→ **PROVIDED MATERIAL**:

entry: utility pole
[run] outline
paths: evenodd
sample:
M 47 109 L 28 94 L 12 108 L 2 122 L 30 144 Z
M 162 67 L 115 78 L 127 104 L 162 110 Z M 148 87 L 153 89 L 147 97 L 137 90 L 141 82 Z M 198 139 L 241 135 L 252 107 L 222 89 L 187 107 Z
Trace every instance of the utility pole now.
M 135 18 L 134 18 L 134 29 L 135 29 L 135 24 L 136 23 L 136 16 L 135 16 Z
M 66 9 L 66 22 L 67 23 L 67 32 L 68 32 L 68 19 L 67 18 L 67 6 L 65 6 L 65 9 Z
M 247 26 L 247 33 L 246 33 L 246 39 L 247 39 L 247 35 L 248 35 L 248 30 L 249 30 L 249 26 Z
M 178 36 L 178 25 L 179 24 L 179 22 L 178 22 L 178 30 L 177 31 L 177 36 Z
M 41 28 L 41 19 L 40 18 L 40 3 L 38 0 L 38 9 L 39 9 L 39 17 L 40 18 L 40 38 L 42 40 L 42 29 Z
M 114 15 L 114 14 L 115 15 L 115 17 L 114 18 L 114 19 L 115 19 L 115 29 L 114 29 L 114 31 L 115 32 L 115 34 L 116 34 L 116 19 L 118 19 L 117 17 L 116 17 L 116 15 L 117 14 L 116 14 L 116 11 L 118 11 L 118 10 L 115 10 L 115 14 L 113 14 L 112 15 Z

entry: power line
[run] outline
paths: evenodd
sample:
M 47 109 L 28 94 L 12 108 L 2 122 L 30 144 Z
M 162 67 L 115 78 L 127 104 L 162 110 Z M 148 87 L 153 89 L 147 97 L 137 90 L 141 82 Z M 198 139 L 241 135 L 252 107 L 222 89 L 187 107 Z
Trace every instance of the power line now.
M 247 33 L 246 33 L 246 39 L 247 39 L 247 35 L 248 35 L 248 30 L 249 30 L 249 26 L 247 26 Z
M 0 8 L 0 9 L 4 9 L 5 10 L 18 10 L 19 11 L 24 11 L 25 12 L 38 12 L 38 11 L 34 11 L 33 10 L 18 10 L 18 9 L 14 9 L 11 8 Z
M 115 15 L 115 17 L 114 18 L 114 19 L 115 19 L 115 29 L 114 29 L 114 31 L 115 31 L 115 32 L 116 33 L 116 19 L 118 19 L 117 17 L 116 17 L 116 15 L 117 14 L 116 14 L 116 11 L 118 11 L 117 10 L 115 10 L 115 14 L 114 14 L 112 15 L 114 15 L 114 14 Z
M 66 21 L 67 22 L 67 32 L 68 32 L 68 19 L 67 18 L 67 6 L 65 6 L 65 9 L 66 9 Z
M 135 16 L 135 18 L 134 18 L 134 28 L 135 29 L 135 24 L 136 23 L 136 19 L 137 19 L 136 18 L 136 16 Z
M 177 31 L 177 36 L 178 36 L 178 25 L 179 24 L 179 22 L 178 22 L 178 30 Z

→ **TASK TO COMPLETE**: Reproduce verbatim the run of items above that opens with the line containing "entry: power line" and closes with the line containing "M 115 15 L 115", including both of those lines.

→ **CORRECT RESPONSE**:
entry: power line
[run] outline
paths: evenodd
sample:
M 47 109 L 28 94 L 12 108 L 2 122 L 30 144 Z
M 162 67 L 115 78 L 127 104 L 162 110 Z M 148 87 L 153 89 L 147 97 L 137 90 L 141 82 Z M 198 139 L 241 135 L 252 107 L 222 89 L 187 107 Z
Trace every instance of the power line now.
M 247 33 L 246 33 L 246 39 L 247 39 L 247 35 L 248 35 L 248 30 L 249 30 L 249 26 L 247 26 Z
M 0 8 L 0 9 L 4 9 L 5 10 L 18 10 L 19 11 L 24 11 L 25 12 L 38 12 L 38 11 L 34 11 L 33 10 L 18 10 L 18 9 L 14 9 L 11 8 Z
M 115 15 L 115 17 L 114 18 L 114 19 L 115 19 L 115 29 L 114 29 L 114 31 L 115 31 L 115 32 L 116 33 L 116 19 L 118 19 L 117 17 L 116 17 L 116 15 L 117 14 L 116 14 L 116 11 L 118 11 L 117 10 L 115 10 L 115 14 L 114 14 L 112 15 L 114 15 L 114 14 Z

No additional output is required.